§ What this task involves: Could you return every entry below word for word, leaving the pictures out?

§ Records provided:
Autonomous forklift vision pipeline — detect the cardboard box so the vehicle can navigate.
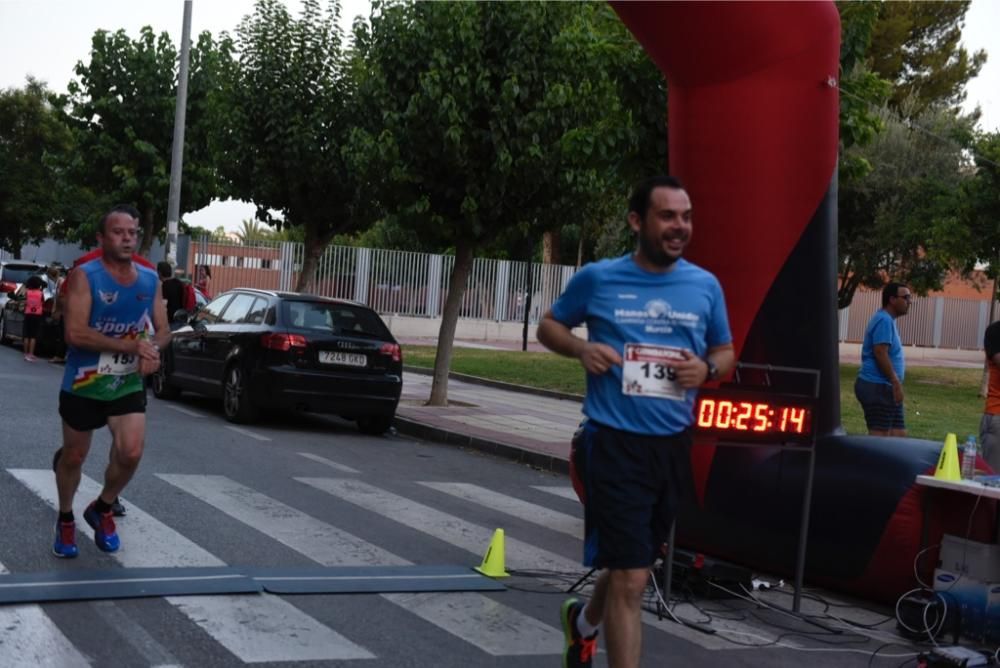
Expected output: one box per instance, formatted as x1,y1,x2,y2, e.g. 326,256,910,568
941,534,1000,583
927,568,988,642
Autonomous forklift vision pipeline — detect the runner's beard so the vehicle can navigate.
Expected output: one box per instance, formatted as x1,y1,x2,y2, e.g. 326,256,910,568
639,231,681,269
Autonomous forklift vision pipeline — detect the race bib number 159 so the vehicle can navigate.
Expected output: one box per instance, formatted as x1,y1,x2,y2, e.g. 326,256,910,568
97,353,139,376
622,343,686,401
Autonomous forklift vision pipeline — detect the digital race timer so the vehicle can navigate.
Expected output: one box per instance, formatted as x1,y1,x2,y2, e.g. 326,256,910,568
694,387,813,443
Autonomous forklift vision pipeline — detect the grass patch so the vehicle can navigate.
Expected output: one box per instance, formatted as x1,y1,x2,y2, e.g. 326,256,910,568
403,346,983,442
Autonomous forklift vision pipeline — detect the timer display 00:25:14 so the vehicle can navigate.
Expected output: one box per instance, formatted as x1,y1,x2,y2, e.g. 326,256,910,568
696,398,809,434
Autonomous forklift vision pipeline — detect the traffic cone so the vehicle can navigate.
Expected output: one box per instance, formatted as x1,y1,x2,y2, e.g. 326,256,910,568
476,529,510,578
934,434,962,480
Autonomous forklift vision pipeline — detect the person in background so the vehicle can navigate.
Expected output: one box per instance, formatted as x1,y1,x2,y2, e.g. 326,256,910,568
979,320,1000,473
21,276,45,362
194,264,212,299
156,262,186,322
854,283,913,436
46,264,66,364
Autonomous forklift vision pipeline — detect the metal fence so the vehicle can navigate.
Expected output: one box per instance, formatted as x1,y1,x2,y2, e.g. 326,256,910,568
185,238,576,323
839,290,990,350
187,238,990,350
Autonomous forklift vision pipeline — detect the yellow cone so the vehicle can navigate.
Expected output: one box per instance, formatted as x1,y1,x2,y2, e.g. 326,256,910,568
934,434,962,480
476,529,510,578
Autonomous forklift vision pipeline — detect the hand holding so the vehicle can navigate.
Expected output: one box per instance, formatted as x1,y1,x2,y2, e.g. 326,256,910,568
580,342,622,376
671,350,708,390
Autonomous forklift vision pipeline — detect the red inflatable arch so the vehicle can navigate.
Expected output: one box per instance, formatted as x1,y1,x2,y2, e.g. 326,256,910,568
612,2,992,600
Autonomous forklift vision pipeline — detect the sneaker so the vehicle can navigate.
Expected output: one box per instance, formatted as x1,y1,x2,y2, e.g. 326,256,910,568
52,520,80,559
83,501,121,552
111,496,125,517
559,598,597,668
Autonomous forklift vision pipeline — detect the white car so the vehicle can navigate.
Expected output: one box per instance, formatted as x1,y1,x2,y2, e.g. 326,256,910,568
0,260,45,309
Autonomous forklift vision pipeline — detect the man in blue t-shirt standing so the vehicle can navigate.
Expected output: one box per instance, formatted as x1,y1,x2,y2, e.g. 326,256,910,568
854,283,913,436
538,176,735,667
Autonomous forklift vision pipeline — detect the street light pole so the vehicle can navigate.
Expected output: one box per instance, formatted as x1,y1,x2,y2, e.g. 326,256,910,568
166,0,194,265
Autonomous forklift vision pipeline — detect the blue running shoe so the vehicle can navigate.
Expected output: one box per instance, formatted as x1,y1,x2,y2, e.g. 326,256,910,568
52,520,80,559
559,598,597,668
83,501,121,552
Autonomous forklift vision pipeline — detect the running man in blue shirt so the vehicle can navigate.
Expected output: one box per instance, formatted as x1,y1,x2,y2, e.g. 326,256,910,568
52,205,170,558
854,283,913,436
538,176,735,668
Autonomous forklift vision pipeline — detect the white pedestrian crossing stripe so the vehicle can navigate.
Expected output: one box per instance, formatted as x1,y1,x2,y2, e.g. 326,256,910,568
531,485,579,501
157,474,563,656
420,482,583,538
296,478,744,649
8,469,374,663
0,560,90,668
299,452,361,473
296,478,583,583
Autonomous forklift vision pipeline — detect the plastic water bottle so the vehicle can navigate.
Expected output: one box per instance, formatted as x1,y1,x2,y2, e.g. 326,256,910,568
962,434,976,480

§ Complete response:
Autonomous forklift vision pipeline — detect the cardboard box so the vehicle can navigate.
Expected output: one box per instance, formatted as x1,y1,x2,y2, e.g. 326,256,910,568
941,534,1000,583
927,568,988,642
Autonomous forklift vision pipeline — detect the runner's beard so the vehicle can navigate.
Expected output: one box per instance, formatted as x1,y1,x2,y2, e.g. 326,256,910,568
639,231,681,269
Autonomous forklift vision pipeline — detect the race bib number 159 so the vehicle can navigate.
Expected output: one box per instance, formatted as x1,y1,x2,y2, e.g. 326,256,910,568
97,353,139,376
622,343,686,401
Autonomous forklift vision pipeline — detect the digital race timer so the vehicle can navigate.
Expected output: one box per instance, formatted as x1,y1,x2,y2, e.g. 326,256,910,568
694,387,813,443
Autonomous forklift vision pipeline — detect the grass patch so the vehicle can navigate.
Expected output: one box per instance, formatted as x1,y1,x2,y2, e.g. 326,256,910,568
403,346,983,442
Autonomous forklift vision pipeline — detect the timer display 00:25:14 so the vehicle can navigate.
Expected output: one box per instance, formatted as x1,y1,x2,y2, e.g. 326,256,910,568
696,398,809,434
Autonomous forklift vision pipeline — detect the traffic cone so the vehicle can navigate.
Expected output: one box per instance, formatted as x1,y1,x2,y2, e.g. 326,256,910,568
476,529,510,578
934,434,962,480
Autonomous forklift vision pipeline — detect the person in background so the vehicle can navigate.
Expected output: one box per instance, formatted as x1,y1,x2,y2, e.g. 326,256,910,568
979,320,1000,473
21,276,45,362
194,264,212,299
156,262,186,322
854,283,913,436
46,264,66,364
Autonomous forklift vision pipeline — detect the metal fence so the vehicle can navigate.
Expected output: one box per instance, formatted as x1,y1,x2,y2, e.g. 326,256,910,568
185,238,576,323
839,290,990,350
187,238,990,350
Autonomous forklift vision pipeline — detect the yellow cone so the vehicle can navigate.
Expected output: one box per instance, formatted as x1,y1,x2,y2, e.g. 326,256,910,568
934,434,962,480
476,529,510,578
Autonomous forklift vision pipeline — detect the hand holding so the vehicle can navigate.
Expected output: one box per instance, formatted as x1,y1,x2,y2, e.g. 326,256,910,568
580,342,622,376
671,350,708,390
Autonomous forklift vision pipeline — detect the red inflatable arch so the vehicle can navigate.
Expected output: one box per instance, formatted as x1,y1,x2,y2, e.g. 326,256,910,568
612,2,992,600
Autonomous forklift vision pipeline — detect the sneaker so the vehicle can navigate.
Expected output: one box per instance, formatted as x1,y1,x2,y2, e.g. 326,256,910,568
52,520,80,559
83,501,121,552
111,496,125,517
559,598,597,668
Autonomous forklift vision pipeline — detect the white car so the vehicle can navigate.
Expected output: one box per instance, formatted as x1,y1,x2,y2, e.g. 326,256,910,568
0,260,45,309
Autonomous forklift vision pipeline — detect the man in blue t-shirt standing so the vehicle can navigate.
Expected output: one box per instance, formatted as x1,y1,x2,y2, e.g. 326,256,910,568
854,283,913,436
538,176,735,667
Autonomous forklift vision pipeline — detect the street light pole so the vehicle can navigate.
Expected output: one box per instance, formatted as x1,y1,x2,y2, e.g. 326,256,910,568
166,0,194,265
Autonomous forklift vision pipeline — detect the blue running shoe so the vehicle can navigate.
Expected output: one box per instance, formatted as x1,y1,x2,y2, e.g. 326,256,910,568
52,520,80,559
559,598,597,668
83,501,121,552
Autonomous forklift vision pipeline — detect the running man in blue shirt so the vehicle can navigate.
Expected output: one box per instance, formatted as x1,y1,x2,y2, e.g. 326,256,910,568
52,205,170,558
854,283,913,436
538,176,735,668
Autonomous forklift vision pipeline — detect the white pedestrian crossing stripe so the vehicle can navigate.
Expected output: one box per instance, formatted as x1,y1,x2,y2, e.g. 326,256,910,568
531,485,579,501
157,474,563,656
420,482,583,538
296,478,744,649
8,469,374,663
0,560,90,668
299,452,361,473
296,478,583,583
Autonomous forklift vision pipeline — detect the plastic water bottle so the vehicle can navigate.
Expected output: one box per instance, formatted as x1,y1,x2,y2, e.g. 326,256,910,568
962,434,976,480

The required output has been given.